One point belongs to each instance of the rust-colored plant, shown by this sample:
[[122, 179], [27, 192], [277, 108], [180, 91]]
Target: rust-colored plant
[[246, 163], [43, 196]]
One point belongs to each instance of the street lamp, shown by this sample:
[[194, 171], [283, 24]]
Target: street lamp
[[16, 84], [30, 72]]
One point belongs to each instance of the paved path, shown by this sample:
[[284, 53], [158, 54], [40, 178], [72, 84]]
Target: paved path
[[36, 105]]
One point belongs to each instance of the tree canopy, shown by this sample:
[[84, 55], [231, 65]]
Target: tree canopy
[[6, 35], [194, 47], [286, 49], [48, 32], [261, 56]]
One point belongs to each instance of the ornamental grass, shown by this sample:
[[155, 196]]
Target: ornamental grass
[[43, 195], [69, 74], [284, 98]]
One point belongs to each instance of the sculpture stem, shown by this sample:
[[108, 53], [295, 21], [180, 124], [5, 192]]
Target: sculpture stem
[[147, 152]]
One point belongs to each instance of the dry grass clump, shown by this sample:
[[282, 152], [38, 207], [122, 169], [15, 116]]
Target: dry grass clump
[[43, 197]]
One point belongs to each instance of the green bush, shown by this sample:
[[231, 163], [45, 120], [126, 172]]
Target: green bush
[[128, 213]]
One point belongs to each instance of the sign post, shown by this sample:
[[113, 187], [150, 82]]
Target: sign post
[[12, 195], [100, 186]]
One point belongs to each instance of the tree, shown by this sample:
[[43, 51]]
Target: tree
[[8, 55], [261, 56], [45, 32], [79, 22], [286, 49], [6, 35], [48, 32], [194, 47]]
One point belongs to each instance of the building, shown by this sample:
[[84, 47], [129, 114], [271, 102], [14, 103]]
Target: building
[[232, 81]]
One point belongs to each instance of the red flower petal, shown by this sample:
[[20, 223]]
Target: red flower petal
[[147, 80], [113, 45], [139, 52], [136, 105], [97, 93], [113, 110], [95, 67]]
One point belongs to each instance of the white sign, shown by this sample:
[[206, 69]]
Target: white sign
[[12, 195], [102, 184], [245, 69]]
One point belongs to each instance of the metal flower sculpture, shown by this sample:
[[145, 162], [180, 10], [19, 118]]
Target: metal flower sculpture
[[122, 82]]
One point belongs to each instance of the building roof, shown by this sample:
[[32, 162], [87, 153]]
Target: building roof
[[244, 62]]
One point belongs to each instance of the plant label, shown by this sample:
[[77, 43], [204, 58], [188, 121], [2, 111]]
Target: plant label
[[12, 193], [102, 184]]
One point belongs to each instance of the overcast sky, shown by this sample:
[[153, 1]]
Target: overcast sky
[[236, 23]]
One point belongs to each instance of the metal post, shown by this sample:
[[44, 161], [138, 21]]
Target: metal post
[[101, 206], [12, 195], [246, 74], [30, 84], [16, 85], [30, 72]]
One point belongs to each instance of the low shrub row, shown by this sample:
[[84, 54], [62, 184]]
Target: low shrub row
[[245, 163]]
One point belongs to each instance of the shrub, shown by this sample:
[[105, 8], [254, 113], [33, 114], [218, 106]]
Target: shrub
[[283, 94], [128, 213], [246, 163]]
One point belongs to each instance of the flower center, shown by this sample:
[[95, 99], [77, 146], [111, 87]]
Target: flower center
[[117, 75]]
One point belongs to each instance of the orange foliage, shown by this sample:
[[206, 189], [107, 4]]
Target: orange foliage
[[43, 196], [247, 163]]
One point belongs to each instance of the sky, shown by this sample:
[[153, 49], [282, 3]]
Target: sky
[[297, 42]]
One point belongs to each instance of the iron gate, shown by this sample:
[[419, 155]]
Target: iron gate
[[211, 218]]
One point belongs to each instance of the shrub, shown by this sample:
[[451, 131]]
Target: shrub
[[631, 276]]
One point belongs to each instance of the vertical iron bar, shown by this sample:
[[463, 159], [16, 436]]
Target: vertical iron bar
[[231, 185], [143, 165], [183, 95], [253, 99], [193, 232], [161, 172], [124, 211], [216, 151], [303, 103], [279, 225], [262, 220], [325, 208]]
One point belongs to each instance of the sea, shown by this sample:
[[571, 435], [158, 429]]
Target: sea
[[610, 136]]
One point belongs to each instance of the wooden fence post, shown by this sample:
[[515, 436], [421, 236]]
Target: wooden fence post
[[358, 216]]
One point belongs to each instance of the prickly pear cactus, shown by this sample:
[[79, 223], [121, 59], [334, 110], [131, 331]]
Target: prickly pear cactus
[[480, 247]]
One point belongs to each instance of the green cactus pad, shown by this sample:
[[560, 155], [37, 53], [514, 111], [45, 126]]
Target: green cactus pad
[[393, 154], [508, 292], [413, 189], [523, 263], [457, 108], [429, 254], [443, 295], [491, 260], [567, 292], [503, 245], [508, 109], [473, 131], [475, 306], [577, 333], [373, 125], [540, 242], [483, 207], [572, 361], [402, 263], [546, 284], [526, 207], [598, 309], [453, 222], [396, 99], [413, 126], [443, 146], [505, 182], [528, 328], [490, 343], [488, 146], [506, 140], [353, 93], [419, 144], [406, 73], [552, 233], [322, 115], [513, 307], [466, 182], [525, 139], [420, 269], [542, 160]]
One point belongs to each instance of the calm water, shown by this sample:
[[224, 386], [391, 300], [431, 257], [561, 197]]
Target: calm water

----------

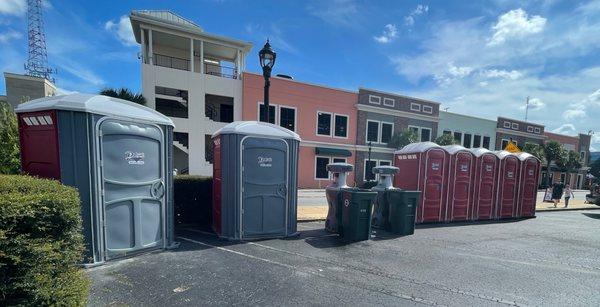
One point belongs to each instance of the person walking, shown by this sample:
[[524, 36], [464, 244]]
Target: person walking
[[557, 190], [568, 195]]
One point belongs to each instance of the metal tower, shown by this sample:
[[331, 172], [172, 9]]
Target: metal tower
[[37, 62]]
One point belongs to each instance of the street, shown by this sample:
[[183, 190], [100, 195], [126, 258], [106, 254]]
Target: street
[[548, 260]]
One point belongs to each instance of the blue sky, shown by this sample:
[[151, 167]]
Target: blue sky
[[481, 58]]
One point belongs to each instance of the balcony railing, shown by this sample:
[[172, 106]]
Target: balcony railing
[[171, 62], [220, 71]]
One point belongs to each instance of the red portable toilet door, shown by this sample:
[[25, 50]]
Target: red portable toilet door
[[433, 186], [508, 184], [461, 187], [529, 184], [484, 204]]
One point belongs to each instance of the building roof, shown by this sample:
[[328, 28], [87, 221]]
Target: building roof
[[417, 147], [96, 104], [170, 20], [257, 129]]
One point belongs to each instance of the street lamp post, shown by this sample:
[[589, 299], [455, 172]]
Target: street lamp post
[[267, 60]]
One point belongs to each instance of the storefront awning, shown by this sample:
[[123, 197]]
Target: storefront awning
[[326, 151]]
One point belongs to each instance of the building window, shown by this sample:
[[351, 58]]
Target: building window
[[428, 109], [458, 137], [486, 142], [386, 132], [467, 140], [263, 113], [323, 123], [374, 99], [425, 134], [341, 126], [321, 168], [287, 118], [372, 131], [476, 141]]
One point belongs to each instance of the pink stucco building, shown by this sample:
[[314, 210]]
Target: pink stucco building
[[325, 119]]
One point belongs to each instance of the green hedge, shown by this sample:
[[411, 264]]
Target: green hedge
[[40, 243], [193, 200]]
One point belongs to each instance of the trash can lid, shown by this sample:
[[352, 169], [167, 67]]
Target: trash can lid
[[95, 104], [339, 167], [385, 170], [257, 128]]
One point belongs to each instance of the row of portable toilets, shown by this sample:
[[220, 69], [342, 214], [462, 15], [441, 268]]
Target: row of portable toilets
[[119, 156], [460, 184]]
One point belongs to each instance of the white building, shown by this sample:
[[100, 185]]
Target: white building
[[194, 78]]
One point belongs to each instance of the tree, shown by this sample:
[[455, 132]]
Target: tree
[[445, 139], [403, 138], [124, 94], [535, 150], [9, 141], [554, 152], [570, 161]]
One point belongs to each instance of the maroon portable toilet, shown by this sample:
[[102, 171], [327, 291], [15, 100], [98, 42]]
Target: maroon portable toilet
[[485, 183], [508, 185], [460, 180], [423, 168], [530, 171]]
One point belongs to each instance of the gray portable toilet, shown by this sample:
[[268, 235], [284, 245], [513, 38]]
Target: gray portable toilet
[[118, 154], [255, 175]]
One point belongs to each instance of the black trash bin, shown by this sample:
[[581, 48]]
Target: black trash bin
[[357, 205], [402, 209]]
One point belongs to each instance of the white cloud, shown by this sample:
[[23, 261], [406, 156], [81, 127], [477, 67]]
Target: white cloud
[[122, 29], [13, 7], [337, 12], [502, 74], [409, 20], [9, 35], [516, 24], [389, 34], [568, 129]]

----------

= Exercise details =
Rewrite everything above, from the line containing "One point belongs to each instance of the prickly" down to the line containing "269], [542, 160]]", as a numbered list, with both of those lines included and blank lines left out.

= Complete output =
1. One point belongs to each instance of the prickly pear cactus, shown by this sample:
2. [[79, 223], [121, 59], [334, 110], [131, 331]]
3. Target: prickly pear cactus
4. [[480, 247]]
5. One point belongs to each instance of the green cactus pad, shown by this sample:
6. [[560, 155], [37, 53], [514, 111], [45, 126]]
7. Target: green cactus pad
8. [[393, 154], [508, 292], [413, 189], [523, 263], [457, 108], [429, 254], [443, 295], [491, 260], [567, 292], [503, 245], [508, 109], [473, 131], [475, 306], [577, 333], [373, 125], [540, 242], [483, 207], [572, 361], [402, 263], [546, 284], [526, 207], [598, 309], [453, 222], [396, 99], [413, 126], [443, 146], [505, 182], [528, 328], [490, 343], [488, 146], [506, 140], [353, 93], [419, 144], [406, 73], [552, 233], [322, 115], [513, 307], [466, 182], [525, 139], [420, 269], [542, 160]]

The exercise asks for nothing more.